TO BE DONE:
Please gather each line of the items below that contains the word "white" and copy those lines out. Case counts, so include only lines where the word appears in that same case.

PROVIDED DATA:
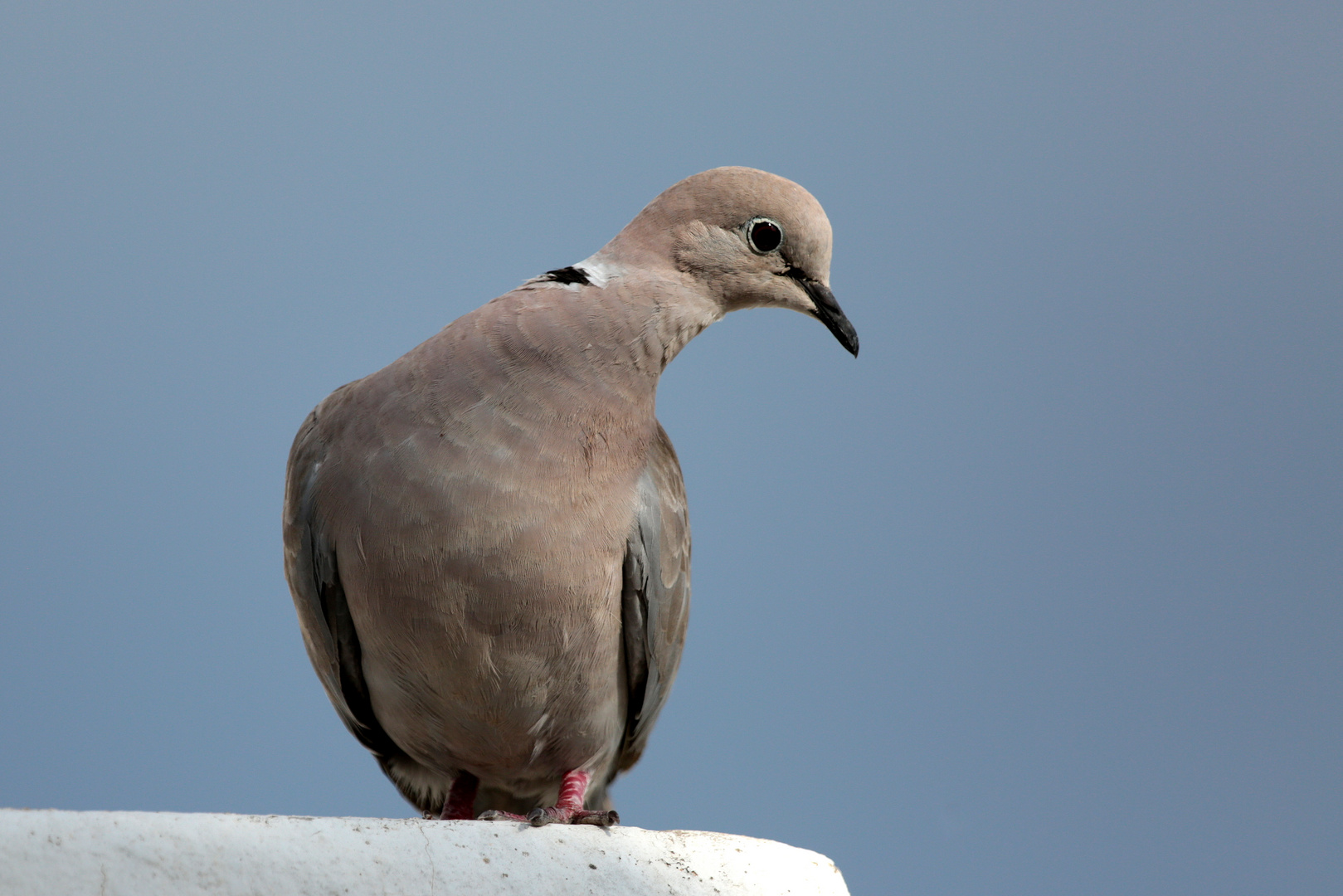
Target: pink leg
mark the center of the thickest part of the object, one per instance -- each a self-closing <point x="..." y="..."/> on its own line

...

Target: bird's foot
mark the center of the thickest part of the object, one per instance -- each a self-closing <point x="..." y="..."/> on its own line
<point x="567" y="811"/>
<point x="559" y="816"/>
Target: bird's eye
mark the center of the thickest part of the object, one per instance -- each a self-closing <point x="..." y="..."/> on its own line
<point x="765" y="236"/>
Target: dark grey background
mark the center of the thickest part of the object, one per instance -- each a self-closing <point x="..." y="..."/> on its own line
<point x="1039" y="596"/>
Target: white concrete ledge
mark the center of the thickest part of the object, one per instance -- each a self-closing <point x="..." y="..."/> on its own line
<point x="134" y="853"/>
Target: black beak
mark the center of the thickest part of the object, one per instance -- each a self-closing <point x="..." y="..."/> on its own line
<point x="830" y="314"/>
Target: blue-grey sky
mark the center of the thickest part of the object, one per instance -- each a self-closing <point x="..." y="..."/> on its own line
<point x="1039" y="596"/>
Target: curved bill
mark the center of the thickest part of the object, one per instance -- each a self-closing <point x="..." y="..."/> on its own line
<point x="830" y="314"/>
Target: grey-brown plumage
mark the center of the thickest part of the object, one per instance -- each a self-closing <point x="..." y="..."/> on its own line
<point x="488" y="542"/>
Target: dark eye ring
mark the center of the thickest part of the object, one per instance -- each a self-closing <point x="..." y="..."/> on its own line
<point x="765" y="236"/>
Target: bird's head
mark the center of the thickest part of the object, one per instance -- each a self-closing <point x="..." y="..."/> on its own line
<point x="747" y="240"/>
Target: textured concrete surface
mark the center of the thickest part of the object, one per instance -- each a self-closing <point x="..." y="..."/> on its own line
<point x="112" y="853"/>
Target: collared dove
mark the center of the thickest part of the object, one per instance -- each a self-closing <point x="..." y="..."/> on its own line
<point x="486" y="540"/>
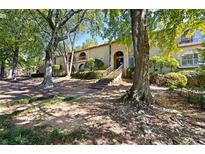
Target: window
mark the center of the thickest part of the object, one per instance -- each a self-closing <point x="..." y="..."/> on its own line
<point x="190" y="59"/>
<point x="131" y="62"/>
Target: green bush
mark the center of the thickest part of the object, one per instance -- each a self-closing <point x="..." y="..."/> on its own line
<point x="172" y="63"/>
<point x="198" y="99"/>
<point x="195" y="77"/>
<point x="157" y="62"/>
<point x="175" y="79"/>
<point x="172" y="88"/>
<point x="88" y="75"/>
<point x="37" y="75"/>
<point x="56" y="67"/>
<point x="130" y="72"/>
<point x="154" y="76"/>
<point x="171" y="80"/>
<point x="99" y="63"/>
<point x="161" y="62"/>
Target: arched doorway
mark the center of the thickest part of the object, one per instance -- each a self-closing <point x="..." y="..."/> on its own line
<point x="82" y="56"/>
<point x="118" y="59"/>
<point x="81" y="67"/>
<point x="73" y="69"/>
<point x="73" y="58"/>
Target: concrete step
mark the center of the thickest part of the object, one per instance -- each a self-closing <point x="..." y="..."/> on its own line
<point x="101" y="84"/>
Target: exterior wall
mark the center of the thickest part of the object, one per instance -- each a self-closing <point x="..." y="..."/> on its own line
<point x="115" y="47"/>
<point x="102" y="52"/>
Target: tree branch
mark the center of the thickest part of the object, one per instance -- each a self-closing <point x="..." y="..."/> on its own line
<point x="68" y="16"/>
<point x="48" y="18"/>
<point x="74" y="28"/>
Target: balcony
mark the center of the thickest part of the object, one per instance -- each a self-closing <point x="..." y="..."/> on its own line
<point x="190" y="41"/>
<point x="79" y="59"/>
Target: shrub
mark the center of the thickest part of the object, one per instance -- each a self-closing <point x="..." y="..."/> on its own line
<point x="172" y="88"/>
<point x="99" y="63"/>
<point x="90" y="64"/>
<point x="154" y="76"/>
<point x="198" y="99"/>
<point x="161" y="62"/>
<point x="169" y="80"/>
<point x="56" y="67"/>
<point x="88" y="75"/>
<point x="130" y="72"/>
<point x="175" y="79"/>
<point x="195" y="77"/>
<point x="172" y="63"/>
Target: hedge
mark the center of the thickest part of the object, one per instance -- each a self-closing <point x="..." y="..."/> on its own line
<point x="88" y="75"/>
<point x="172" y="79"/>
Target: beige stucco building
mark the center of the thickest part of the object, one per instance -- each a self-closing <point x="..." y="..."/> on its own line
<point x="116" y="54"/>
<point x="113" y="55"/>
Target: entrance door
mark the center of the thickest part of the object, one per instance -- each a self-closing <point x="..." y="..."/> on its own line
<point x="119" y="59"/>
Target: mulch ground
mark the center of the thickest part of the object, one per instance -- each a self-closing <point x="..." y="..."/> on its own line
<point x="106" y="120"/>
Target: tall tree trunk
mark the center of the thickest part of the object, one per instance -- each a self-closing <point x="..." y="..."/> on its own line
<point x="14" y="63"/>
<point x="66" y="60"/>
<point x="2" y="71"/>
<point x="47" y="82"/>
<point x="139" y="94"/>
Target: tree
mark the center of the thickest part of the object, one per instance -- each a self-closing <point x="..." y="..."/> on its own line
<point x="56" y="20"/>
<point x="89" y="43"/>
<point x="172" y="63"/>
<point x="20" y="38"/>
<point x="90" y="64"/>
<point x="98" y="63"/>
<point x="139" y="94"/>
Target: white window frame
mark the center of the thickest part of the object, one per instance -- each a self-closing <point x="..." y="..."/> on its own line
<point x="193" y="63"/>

EXERCISE ANSWER:
Target: white concrete ledge
Target: white window frame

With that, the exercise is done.